[REQUIRED WORK] Rewrite every one of the items below with "Target" changed to "Label" wherever it occurs, keeping all other text identical.

[DATA SUPPLIED]
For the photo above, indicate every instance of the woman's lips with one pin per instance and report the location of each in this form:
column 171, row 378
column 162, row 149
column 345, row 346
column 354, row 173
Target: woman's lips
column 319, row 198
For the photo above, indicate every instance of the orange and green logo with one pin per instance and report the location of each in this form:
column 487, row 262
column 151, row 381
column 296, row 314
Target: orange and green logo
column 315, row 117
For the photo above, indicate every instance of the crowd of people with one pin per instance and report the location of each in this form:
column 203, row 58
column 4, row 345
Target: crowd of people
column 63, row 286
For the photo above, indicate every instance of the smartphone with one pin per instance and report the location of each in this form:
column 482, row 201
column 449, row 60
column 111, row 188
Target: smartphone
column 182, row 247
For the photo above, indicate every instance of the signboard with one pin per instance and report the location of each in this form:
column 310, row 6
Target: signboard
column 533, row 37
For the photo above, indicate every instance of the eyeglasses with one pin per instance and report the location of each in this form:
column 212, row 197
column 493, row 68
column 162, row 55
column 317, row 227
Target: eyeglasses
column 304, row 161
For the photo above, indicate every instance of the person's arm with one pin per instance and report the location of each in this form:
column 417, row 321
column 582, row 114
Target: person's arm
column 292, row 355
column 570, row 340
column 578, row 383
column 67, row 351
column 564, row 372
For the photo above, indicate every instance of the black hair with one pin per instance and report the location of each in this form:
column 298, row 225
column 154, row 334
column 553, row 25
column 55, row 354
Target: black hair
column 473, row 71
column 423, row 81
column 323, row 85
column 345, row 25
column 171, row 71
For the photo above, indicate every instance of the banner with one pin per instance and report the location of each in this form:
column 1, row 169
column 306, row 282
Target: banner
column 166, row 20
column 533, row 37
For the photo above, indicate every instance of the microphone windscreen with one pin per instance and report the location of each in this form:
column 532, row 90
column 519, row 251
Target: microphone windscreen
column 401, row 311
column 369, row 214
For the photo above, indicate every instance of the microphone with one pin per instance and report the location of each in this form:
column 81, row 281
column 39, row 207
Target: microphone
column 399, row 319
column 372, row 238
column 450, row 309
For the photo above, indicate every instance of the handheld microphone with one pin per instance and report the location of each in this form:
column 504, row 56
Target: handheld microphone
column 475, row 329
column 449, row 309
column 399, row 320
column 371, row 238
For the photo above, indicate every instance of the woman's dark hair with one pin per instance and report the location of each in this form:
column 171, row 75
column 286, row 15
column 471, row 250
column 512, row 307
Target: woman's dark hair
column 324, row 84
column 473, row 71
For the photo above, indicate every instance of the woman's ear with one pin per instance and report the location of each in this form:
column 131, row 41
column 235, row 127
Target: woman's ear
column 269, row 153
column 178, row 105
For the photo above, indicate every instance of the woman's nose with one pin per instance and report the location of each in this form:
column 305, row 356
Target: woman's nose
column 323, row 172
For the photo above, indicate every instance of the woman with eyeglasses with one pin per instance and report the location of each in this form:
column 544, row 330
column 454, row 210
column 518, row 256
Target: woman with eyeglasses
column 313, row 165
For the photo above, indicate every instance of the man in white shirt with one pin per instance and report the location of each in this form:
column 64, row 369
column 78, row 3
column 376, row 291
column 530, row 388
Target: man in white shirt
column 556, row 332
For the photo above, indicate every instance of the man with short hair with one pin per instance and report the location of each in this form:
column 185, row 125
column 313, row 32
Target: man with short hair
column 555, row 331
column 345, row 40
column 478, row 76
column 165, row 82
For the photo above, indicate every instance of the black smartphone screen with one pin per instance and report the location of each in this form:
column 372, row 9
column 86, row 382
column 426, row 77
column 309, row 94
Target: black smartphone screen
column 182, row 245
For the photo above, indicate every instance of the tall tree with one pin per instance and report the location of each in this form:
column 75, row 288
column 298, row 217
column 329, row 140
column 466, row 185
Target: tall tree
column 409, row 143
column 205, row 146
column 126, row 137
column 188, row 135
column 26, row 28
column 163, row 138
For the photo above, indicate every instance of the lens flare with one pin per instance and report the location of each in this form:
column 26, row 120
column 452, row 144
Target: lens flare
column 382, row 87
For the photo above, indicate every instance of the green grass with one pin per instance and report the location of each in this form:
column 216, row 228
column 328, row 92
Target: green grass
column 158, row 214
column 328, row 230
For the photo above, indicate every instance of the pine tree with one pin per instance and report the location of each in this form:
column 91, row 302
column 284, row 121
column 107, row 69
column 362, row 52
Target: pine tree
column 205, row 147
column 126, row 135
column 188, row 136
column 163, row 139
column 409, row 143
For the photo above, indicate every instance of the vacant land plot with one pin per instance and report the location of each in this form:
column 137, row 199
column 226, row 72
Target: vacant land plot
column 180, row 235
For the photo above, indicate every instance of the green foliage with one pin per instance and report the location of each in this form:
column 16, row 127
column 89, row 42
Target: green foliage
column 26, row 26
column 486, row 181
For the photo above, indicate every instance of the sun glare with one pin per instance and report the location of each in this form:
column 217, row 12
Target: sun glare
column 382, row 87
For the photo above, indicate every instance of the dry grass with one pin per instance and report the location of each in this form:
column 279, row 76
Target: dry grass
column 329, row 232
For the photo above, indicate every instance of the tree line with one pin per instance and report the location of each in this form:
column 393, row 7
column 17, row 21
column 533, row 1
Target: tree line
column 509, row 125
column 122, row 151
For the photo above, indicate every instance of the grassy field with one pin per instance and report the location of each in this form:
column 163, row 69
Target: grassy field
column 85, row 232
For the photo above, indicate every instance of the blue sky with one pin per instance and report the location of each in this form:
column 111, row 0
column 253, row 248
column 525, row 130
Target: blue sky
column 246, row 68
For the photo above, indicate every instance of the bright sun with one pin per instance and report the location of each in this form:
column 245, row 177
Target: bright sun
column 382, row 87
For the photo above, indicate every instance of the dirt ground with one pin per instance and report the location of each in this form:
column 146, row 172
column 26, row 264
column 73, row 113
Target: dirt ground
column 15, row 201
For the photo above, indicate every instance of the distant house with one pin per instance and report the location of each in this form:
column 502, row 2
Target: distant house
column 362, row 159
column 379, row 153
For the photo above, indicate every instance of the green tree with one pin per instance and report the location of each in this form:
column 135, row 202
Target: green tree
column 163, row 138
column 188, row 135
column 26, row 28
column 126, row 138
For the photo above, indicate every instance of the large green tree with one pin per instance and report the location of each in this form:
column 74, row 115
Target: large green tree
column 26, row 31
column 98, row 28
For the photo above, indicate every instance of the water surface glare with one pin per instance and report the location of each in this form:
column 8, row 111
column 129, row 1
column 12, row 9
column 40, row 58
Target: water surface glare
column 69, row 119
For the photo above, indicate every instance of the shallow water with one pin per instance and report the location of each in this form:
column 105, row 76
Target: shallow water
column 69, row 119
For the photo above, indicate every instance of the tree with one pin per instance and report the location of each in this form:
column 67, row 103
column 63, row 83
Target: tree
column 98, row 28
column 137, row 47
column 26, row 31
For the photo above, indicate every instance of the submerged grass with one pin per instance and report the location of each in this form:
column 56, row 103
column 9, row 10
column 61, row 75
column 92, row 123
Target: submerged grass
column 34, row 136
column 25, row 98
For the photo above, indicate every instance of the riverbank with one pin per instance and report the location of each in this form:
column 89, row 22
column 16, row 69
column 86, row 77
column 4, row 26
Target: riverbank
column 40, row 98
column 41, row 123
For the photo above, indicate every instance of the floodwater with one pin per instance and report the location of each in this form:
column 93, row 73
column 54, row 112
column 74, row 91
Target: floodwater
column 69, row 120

[WORKED SOLUTION]
For the photo above, indicate every instance of the woman's lips with one pin per instance and report the location of each in this form:
column 171, row 378
column 162, row 149
column 345, row 346
column 354, row 173
Label: woman's lips
column 319, row 198
For the photo above, indicate every instance of the orange and green logo with one pin per instance and report the location of each in this form:
column 487, row 262
column 151, row 381
column 296, row 314
Label: orange and green logo
column 315, row 117
For the photo above, indicate every instance of the crowd of people with one pin per instance and report the location of each in this form:
column 203, row 58
column 4, row 345
Label: crowd of people
column 63, row 286
For the photo above, indicate every instance of the smartphone with one pin per instance and report the location of each in this form:
column 482, row 201
column 449, row 60
column 111, row 188
Label: smartphone
column 182, row 247
For the photo above, indicate every instance of the signboard with one pin per instance and report the location of each in this form:
column 310, row 6
Label: signboard
column 533, row 37
For the photo above, indicate every instance of the eyeglasses with one pin per instance and report the location of each in this form:
column 212, row 197
column 493, row 68
column 162, row 55
column 317, row 227
Label: eyeglasses
column 304, row 161
For the photo above, indicate every instance of the person's arm with one pin per instance and report the location of each in this form:
column 417, row 321
column 582, row 114
Label: person's arm
column 292, row 355
column 570, row 340
column 578, row 383
column 67, row 351
column 564, row 372
For the photo above, indicate every instance of the black hair with one pin per instance and report the location of each in this form:
column 298, row 225
column 154, row 334
column 553, row 25
column 55, row 354
Label: black hair
column 473, row 71
column 423, row 81
column 323, row 85
column 345, row 25
column 171, row 71
For the photo above, indicate every instance of the banner with one pin per instance and report the location of each in this form:
column 1, row 169
column 306, row 282
Label: banner
column 166, row 20
column 533, row 37
For the photo above, indicate every instance of the microphone windscreen with one pin per instance and report the location of each in this form:
column 532, row 90
column 519, row 251
Label: microphone windscreen
column 401, row 311
column 369, row 214
For the photo above, indicate every instance of the microphone with one pin per instance and report the location of each in this form:
column 81, row 281
column 39, row 207
Label: microphone
column 399, row 319
column 372, row 238
column 450, row 309
For the photo above, indicate every instance of the handheld microphone with one pin per instance and report the location of each in this form:
column 504, row 56
Label: handheld microphone
column 475, row 329
column 449, row 309
column 399, row 320
column 371, row 238
For the photo above, indicate every instance of the woman's dark hair with one pin per instance and report the location of each in this form:
column 171, row 75
column 286, row 15
column 471, row 250
column 512, row 307
Label: woman's dark hair
column 324, row 84
column 473, row 71
For the photo above, indicate every instance of the woman's ear with one pin per instance and report the location of each in this form:
column 131, row 41
column 235, row 127
Label: woman's ear
column 269, row 153
column 178, row 105
For the photo above, indicate every instance of the woman's nose with one pin per instance and report the location of each in this form:
column 305, row 356
Label: woman's nose
column 323, row 172
For the photo above, indicate every instance of the woman with eyeglasses with one pin per instance and report the location of each in this form:
column 544, row 330
column 454, row 210
column 518, row 256
Label: woman with eyeglasses
column 313, row 165
For the photo above, indicate every instance of the man in white shirt with one pin per instance and report the location of each in this form:
column 64, row 369
column 78, row 3
column 376, row 291
column 530, row 388
Label: man in white shirt
column 556, row 332
For the photo above, indicate every instance of the man with short hair with one pin per instance and report the location of each in this form:
column 185, row 125
column 313, row 32
Label: man with short hair
column 555, row 331
column 345, row 40
column 478, row 76
column 165, row 82
For the photo above, indicate every instance of the black smartphone screen with one pin per instance and report the location of each in this form:
column 372, row 9
column 86, row 382
column 426, row 77
column 309, row 94
Label: black smartphone screen
column 182, row 245
For the photo above, indicate every instance of the tall tree with one pin per instance and report the location of each in this form:
column 75, row 288
column 298, row 217
column 329, row 140
column 466, row 185
Label: tall tree
column 409, row 143
column 205, row 146
column 126, row 137
column 188, row 135
column 26, row 28
column 163, row 138
For the photo above, indicate every instance of the lens flare with one pin per instance and report the location of each in this form:
column 26, row 120
column 452, row 144
Label: lens flare
column 382, row 87
For the photo above, indicate every instance of the green grass with one pin per instance and report the location of each in this form:
column 216, row 228
column 328, row 92
Label: green grass
column 158, row 214
column 328, row 230
For the photo above, indicate every instance of the pine tree with one pin per instance and report the location of each in this form:
column 91, row 302
column 284, row 121
column 107, row 69
column 362, row 52
Label: pine tree
column 205, row 147
column 126, row 135
column 188, row 136
column 163, row 139
column 409, row 143
For the photo above, indicate every instance of the vacant land plot with one pin per instance and report the location of each in this form:
column 137, row 199
column 226, row 72
Label: vacant land plot
column 180, row 235
For the photo above, indicate every instance of the green foliage with one pin per instance and report the location of each in this form:
column 16, row 127
column 89, row 42
Label: green foliage
column 26, row 26
column 486, row 181
For the photo above, indicate every instance of the sun glare with one pin per instance and report the location of each in this form:
column 217, row 12
Label: sun glare
column 382, row 87
For the photo above, indicate every instance of the dry grass with one pin per instance and report the location of each in this form:
column 279, row 76
Label: dry grass
column 329, row 232
For the photo above, indicate every instance of the tree line with one pin per instance and report the location of each in this form:
column 393, row 7
column 17, row 21
column 533, row 1
Label: tree line
column 509, row 125
column 122, row 151
For the photo above, indicate every instance of the grassy field with one pin per instance and report the location of each in this form:
column 163, row 69
Label: grassy field
column 85, row 232
For the photo above, indicate every instance of the blue sky with one pin per instance and report the location of each in this form:
column 111, row 0
column 253, row 248
column 525, row 130
Label: blue sky
column 246, row 68
For the photo above, indicate every instance of the bright sun with one pin per instance and report the location of each in this form:
column 245, row 177
Label: bright sun
column 382, row 87
For the photo above, indicate every instance of the dirt ground with one pin per instance and report the location of each in this form:
column 146, row 172
column 26, row 264
column 73, row 113
Label: dirt ground
column 15, row 201
For the photo above, indicate every instance of the distant house with one pin per instance and report the location of each in this form:
column 502, row 2
Label: distant house
column 362, row 159
column 379, row 153
For the photo above, indicate every instance of the green tree with one pin per instance and report the location of each in this form:
column 135, row 202
Label: green tree
column 163, row 138
column 188, row 135
column 26, row 28
column 126, row 138
For the photo above, indicate every instance of the large green tree with one pin per instance and report the location of each in this form:
column 74, row 115
Label: large green tree
column 26, row 31
column 98, row 28
For the photo above, indicate every instance of the water surface glare with one pin per instance and report the location of each in this form:
column 8, row 111
column 129, row 1
column 12, row 9
column 40, row 58
Label: water surface glare
column 69, row 119
For the photo above, indicate every instance of the shallow water with one pin per instance and report the location of each in this form:
column 105, row 76
Label: shallow water
column 69, row 119
For the photo above, indicate every instance of the tree with one pin per instance and report the location of each in this form:
column 67, row 103
column 63, row 83
Label: tree
column 98, row 28
column 137, row 47
column 26, row 31
For the photo above, indicate every instance of the submerged grass with one pin per instance and report the location of each in this form:
column 56, row 103
column 9, row 10
column 61, row 75
column 92, row 123
Label: submerged grass
column 34, row 136
column 25, row 98
For the photo above, indicate every instance of the riverbank with one pin per instance and report the location of each in this form:
column 89, row 22
column 16, row 69
column 86, row 77
column 4, row 26
Label: riverbank
column 40, row 98
column 41, row 123
For the photo above, indicate every instance of the floodwater with one pin per instance and report the location of each in this form:
column 93, row 73
column 54, row 112
column 74, row 91
Label: floodwater
column 69, row 120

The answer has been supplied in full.